# Aim
Will you copy out, character for character, every line from the start of the records through the line that contains "271), (93, 278)]", with both ends included?

# Rows
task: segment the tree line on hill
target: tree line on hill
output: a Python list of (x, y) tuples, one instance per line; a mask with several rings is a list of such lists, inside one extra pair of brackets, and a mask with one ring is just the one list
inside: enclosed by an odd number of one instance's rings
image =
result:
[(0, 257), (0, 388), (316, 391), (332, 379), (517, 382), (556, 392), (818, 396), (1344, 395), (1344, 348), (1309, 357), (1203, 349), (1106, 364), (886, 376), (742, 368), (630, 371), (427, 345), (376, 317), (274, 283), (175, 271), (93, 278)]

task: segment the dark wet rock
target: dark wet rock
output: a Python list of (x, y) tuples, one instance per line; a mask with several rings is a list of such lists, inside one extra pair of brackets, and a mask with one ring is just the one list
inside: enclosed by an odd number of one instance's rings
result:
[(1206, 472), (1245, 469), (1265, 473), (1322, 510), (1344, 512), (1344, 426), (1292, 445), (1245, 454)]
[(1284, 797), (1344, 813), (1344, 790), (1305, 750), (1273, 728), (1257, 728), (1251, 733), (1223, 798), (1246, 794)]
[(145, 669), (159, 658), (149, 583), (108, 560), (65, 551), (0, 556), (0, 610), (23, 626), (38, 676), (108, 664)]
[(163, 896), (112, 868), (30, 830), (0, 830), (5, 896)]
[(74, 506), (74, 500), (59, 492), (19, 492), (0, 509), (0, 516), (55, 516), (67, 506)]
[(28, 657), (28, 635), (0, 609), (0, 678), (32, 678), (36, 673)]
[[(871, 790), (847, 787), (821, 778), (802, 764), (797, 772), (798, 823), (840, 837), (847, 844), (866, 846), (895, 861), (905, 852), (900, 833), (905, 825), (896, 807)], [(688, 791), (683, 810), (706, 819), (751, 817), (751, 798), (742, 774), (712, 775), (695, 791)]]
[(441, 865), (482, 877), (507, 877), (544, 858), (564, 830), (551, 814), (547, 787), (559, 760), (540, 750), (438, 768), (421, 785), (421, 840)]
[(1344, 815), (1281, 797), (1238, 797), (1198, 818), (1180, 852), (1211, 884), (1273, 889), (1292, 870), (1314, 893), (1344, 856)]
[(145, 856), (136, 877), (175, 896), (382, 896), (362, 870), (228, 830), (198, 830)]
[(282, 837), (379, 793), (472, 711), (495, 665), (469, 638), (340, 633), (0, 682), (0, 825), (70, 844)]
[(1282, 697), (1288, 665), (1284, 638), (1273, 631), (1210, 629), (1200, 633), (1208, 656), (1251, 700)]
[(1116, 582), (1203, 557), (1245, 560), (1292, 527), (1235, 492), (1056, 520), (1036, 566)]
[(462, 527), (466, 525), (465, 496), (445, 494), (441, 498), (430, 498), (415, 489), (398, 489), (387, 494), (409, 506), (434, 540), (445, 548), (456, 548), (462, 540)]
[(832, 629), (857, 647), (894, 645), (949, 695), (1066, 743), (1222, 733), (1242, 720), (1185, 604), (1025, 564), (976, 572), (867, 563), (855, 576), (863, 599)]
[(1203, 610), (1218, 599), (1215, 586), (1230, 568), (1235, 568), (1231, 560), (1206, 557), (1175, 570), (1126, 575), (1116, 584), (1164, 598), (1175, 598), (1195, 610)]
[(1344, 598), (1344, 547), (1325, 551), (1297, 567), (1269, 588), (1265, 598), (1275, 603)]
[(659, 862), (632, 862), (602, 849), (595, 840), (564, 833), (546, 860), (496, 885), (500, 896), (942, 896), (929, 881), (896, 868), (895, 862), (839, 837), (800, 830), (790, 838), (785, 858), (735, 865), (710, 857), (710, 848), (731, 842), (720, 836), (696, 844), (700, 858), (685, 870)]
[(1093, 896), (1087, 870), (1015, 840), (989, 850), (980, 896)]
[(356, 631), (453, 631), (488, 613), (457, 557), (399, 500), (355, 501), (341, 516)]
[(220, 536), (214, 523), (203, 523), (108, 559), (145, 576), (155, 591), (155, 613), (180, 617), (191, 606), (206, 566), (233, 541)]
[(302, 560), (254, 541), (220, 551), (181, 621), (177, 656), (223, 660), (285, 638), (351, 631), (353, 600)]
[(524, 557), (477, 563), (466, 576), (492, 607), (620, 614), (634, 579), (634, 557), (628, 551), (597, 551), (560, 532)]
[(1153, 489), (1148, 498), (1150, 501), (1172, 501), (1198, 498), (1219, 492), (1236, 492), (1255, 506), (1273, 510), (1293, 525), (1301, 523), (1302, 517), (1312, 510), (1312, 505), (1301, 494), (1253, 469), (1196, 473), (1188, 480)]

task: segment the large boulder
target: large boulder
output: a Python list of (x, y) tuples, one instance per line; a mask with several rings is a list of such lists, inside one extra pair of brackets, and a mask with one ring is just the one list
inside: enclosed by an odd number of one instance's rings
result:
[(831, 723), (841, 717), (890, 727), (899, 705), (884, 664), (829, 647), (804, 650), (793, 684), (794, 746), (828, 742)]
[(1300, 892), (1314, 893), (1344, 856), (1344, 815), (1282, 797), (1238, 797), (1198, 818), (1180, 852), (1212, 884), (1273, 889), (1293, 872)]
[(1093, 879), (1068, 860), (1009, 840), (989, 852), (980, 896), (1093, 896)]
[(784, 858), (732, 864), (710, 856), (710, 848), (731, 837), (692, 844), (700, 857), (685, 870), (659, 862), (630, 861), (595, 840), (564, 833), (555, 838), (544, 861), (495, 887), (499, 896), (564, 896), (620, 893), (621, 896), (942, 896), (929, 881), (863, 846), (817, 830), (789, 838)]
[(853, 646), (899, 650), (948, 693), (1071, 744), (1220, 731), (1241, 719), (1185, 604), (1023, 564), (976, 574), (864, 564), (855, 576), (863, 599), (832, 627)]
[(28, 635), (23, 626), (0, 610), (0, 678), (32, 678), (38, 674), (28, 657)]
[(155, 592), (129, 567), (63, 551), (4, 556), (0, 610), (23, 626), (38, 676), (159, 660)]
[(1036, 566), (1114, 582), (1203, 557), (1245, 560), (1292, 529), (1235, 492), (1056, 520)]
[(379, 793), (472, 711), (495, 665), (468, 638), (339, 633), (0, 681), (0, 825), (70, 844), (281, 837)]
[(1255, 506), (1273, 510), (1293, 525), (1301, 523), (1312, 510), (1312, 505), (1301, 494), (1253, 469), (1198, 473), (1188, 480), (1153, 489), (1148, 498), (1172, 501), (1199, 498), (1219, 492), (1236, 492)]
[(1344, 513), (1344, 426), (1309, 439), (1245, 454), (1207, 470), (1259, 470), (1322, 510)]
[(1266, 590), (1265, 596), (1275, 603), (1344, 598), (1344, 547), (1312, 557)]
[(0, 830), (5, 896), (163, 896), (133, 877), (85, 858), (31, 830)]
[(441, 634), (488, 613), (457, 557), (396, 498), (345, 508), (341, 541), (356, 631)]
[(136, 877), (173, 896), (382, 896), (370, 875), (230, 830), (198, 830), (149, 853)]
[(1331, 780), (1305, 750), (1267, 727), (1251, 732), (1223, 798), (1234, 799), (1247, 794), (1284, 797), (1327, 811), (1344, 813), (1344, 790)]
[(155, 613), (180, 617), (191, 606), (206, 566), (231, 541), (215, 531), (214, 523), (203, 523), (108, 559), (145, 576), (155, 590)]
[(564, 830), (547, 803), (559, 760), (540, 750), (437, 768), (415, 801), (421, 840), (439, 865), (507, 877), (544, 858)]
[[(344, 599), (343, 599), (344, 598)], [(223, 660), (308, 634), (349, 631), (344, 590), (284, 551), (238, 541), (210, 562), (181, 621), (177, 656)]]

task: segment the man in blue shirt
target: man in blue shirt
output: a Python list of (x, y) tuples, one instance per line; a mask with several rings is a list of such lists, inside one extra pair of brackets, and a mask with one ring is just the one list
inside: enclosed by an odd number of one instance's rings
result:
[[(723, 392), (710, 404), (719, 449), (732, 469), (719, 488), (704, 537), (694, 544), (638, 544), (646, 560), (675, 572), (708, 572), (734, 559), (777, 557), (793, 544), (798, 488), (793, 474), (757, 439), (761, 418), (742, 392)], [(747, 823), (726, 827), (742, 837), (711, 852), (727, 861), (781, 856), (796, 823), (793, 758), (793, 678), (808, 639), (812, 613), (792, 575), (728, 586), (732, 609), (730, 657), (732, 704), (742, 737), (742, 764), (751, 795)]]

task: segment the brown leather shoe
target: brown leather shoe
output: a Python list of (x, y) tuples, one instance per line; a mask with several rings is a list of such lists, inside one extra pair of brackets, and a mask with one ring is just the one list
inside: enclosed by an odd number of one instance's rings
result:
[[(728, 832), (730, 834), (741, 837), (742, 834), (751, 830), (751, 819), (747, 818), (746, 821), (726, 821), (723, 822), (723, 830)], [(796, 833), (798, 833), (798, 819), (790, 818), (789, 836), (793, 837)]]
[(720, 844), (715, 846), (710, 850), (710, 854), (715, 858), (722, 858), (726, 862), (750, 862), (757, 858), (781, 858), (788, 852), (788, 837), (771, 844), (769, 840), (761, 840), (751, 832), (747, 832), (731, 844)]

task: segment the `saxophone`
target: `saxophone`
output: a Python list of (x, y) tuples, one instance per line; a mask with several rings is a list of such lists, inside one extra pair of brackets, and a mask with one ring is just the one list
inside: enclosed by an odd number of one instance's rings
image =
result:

# Answer below
task: segment the tree line on hill
target: tree line on hill
output: a Python list of (x, y) tuples, one instance per line; a mask with several rings is a list of such lists, inside one extra pair of brackets, and a mask with one ring is just the one list
inside: enclosed by an odd number of one instance's rings
image =
result:
[(0, 257), (0, 388), (316, 391), (332, 379), (517, 382), (556, 392), (818, 396), (1344, 395), (1344, 348), (1309, 357), (1203, 349), (1106, 364), (886, 376), (742, 368), (630, 371), (427, 345), (376, 317), (274, 283), (175, 271), (93, 278)]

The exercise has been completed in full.